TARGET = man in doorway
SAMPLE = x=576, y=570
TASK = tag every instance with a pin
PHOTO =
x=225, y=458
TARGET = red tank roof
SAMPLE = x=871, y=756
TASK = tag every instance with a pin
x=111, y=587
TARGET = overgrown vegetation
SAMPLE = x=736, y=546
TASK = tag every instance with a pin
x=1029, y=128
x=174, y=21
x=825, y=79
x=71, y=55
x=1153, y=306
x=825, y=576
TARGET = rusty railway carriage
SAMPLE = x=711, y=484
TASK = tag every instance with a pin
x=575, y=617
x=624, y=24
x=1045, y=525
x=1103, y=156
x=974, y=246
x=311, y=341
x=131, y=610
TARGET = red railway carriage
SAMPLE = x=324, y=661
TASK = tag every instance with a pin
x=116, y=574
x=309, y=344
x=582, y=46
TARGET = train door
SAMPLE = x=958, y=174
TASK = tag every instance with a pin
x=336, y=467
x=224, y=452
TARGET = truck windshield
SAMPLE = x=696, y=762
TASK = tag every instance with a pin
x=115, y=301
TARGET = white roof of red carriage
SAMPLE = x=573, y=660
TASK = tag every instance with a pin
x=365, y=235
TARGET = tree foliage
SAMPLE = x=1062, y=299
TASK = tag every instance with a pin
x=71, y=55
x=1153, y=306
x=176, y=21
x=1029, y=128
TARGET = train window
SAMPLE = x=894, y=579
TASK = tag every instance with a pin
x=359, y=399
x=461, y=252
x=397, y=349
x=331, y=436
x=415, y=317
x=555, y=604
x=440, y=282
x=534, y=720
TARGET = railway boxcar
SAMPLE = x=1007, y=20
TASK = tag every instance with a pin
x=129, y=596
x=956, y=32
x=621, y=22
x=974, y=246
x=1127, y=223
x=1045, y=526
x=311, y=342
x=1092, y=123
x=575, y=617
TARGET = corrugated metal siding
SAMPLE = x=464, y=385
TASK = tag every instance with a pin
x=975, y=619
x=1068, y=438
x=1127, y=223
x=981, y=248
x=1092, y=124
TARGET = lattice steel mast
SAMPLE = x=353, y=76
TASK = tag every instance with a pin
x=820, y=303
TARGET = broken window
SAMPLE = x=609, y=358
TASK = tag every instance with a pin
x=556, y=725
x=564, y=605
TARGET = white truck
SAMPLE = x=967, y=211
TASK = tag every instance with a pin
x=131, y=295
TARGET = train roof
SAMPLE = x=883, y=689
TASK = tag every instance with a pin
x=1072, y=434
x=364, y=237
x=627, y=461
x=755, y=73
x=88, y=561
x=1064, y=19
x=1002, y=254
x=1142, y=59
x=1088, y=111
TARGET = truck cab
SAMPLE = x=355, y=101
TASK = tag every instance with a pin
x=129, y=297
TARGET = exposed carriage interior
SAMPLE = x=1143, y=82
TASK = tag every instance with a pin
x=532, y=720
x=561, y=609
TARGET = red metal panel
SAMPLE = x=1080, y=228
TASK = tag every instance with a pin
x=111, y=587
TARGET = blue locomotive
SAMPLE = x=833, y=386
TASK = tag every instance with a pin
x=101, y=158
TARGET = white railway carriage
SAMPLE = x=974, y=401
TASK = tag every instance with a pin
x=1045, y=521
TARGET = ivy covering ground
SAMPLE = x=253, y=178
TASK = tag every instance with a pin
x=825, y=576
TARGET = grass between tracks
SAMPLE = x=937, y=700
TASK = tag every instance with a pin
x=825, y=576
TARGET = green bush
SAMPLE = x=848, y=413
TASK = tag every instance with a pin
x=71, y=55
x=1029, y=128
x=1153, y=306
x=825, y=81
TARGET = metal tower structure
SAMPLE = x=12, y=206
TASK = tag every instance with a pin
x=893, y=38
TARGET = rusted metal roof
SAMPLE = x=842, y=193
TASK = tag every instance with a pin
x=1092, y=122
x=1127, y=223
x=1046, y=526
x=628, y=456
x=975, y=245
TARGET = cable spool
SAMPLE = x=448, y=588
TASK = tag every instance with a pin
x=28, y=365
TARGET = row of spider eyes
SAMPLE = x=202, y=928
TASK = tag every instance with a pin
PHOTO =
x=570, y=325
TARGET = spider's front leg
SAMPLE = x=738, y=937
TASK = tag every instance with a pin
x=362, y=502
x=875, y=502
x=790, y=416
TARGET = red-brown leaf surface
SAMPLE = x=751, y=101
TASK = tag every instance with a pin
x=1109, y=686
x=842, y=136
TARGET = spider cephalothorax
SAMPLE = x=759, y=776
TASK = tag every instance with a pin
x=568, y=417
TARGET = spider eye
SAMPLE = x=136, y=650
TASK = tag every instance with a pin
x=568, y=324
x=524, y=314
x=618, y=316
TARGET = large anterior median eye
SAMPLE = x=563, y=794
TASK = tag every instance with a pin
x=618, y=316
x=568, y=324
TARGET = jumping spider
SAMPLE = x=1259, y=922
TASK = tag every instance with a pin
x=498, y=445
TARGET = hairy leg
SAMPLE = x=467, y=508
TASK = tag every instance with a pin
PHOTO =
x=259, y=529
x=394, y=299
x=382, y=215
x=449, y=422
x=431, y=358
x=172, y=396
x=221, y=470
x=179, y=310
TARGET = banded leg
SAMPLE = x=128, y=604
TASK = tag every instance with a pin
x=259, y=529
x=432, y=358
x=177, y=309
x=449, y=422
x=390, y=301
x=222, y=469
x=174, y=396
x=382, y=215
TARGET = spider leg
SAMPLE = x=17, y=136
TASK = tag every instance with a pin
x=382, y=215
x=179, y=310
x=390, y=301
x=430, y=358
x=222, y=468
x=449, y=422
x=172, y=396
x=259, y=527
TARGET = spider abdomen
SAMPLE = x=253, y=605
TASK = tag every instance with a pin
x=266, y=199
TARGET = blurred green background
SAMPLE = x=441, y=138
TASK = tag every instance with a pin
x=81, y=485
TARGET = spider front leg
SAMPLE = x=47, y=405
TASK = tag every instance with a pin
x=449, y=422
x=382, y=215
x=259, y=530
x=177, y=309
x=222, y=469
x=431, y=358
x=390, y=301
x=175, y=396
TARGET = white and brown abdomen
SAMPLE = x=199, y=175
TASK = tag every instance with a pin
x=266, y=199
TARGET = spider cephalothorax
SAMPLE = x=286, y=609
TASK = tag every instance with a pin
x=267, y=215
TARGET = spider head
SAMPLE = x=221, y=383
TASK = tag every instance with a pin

→ **Written problem**: Repeat the entries above exactly, leaving nothing out.

→ **Exercise output**:
TARGET = man in doorway
SAMPLE = x=576, y=570
TASK = tag every instance with a pin
PHOTO =
x=225, y=458
TARGET = red tank roof
SAMPLE = x=871, y=756
TASK = tag every instance with a pin
x=111, y=587
TARGET = overgrown vegetation
SAMPLE = x=736, y=546
TASK = tag every instance with a pin
x=1029, y=128
x=174, y=21
x=825, y=79
x=71, y=55
x=1153, y=306
x=825, y=576
TARGET = rusty railway carriage
SAMPLE = x=711, y=484
TASK = tag every instance with a pin
x=575, y=617
x=624, y=24
x=1045, y=525
x=1103, y=156
x=974, y=246
x=311, y=341
x=131, y=610
TARGET = red railway carriage
SAMPLE = x=324, y=661
TASK = tag every instance with a pin
x=116, y=574
x=309, y=344
x=582, y=46
TARGET = train door
SAMPLE = x=958, y=174
TASK = tag every instance with a pin
x=336, y=467
x=224, y=452
TARGET = truck windshield
SAMPLE = x=696, y=762
TASK = tag every instance with a pin
x=115, y=301
TARGET = white roof of red carriage
SAMPLE = x=573, y=660
TASK = tag every instance with a pin
x=365, y=235
TARGET = tree foliage
SAMPLE = x=1062, y=299
TASK = tag every instance with a pin
x=71, y=55
x=1153, y=306
x=176, y=21
x=1029, y=128
TARGET = train window
SAMPLE = x=894, y=579
TASK = tag every instance with a pin
x=359, y=399
x=461, y=252
x=397, y=349
x=331, y=436
x=415, y=317
x=555, y=604
x=440, y=282
x=534, y=720
TARGET = railway boxcar
SAMPLE = x=1007, y=20
TASK = tag every instance with a pin
x=129, y=596
x=956, y=32
x=621, y=22
x=974, y=246
x=1127, y=223
x=1045, y=526
x=311, y=342
x=1092, y=123
x=575, y=617
TARGET = corrugated metal siding
SAMPLE = x=464, y=385
TASK = tag every instance with a pin
x=975, y=619
x=1068, y=438
x=1127, y=223
x=981, y=248
x=1092, y=124
TARGET = lattice steel mast
SAMPLE = x=353, y=76
TASK = tag every instance with a pin
x=820, y=303
TARGET = broken window
SAMPLE = x=609, y=358
TASK = tag every instance with a pin
x=556, y=725
x=564, y=605
TARGET = white truck
SAMPLE = x=967, y=211
TASK = tag every instance with a pin
x=131, y=295
TARGET = train roof
SAMPLE = x=883, y=689
TASK = tag every instance with a pin
x=1072, y=434
x=364, y=237
x=627, y=461
x=755, y=73
x=88, y=561
x=1064, y=19
x=1002, y=254
x=1142, y=59
x=1088, y=111
TARGET = truck cab
SAMPLE = x=355, y=101
TASK = tag every instance with a pin
x=129, y=297
TARGET = exposed carriage interior
SAMPLE = x=1143, y=82
TASK = tag every instance with a pin
x=532, y=720
x=561, y=609
TARGET = red metal panel
SAMPLE = x=1080, y=228
TASK = tag every instance with a pin
x=111, y=587
TARGET = blue locomotive
SAMPLE = x=833, y=386
TASK = tag every instance with a pin
x=101, y=158
TARGET = white railway carriage
SAMPLE = x=974, y=401
TASK = tag every instance with a pin
x=1045, y=521
TARGET = ivy covering ground
SAMPLE = x=253, y=178
TASK = tag every instance with a pin
x=825, y=576
TARGET = grass between tracks
SAMPLE = x=937, y=700
TASK = tag every instance with a pin
x=825, y=576
TARGET = green bush
SAMPLE = x=848, y=413
TASK = tag every instance with a pin
x=71, y=55
x=1029, y=128
x=1153, y=306
x=825, y=81
TARGET = metal tower structure
SAMPLE = x=12, y=206
TASK = tag every instance with a pin
x=893, y=38
TARGET = rusted metal roof
SAMPLE = x=842, y=193
TASK = tag every instance with a pin
x=1092, y=122
x=1127, y=223
x=1046, y=526
x=628, y=456
x=975, y=245
TARGET = cable spool
SAMPLE = x=448, y=588
TASK = tag every instance with a pin
x=28, y=365
TARGET = row of spider eyes
SAMPLE = x=202, y=928
TASK = tag every instance with a pin
PHOTO =
x=570, y=325
TARGET = spider's front leg
SAMPLE = x=738, y=937
TASK = tag every instance with a pin
x=362, y=502
x=875, y=502
x=790, y=416
TARGET = red-brown leaf surface
SAMPLE = x=751, y=101
TASK = tag every instance with a pin
x=1109, y=686
x=842, y=136
TARGET = spider cephalothorax
SAMPLE = x=759, y=776
TASK = tag every instance with a pin
x=568, y=417
TARGET = spider eye
SAMPLE = x=136, y=650
TASK = tag every instance with a pin
x=568, y=324
x=524, y=314
x=618, y=316
TARGET = large anterior median eye
SAMPLE = x=563, y=794
TASK = tag every instance with a pin
x=618, y=316
x=568, y=324
TARGET = jumping spider
SAMPLE = x=1259, y=922
TASK = tag every instance with a pin
x=498, y=445
TARGET = hairy leg
SAMPLE = x=467, y=508
TASK = tag every instance with a pin
PHOTO =
x=259, y=529
x=394, y=299
x=382, y=215
x=449, y=422
x=431, y=358
x=172, y=396
x=221, y=470
x=179, y=310
TARGET = banded leg
SAMPLE = x=128, y=604
TASK = tag every instance with a pin
x=259, y=529
x=432, y=358
x=177, y=309
x=449, y=422
x=390, y=301
x=222, y=469
x=174, y=396
x=382, y=215
TARGET = spider leg
SAMPLE = x=17, y=136
TASK = tag every instance with a pin
x=382, y=215
x=179, y=310
x=390, y=301
x=430, y=358
x=222, y=468
x=449, y=422
x=172, y=396
x=259, y=527
TARGET = spider abdomen
SAMPLE = x=253, y=605
TASK = tag every instance with a pin
x=266, y=199
TARGET = blurred green background
SAMPLE = x=441, y=138
TASK = tag every instance with a pin
x=81, y=485
TARGET = spider front leg
SAMPLE = x=47, y=405
TASK = tag every instance with a pin
x=449, y=422
x=382, y=215
x=259, y=530
x=177, y=309
x=222, y=469
x=431, y=358
x=390, y=301
x=175, y=396
TARGET = white and brown abdomen
SAMPLE = x=199, y=175
TASK = tag every instance with a pin
x=266, y=199
TARGET = spider cephalothorax
SAMPLE = x=286, y=609
TASK = tag every instance with a pin
x=267, y=215
TARGET = spider head
SAMPLE = x=221, y=383
TASK = tag every instance with a pin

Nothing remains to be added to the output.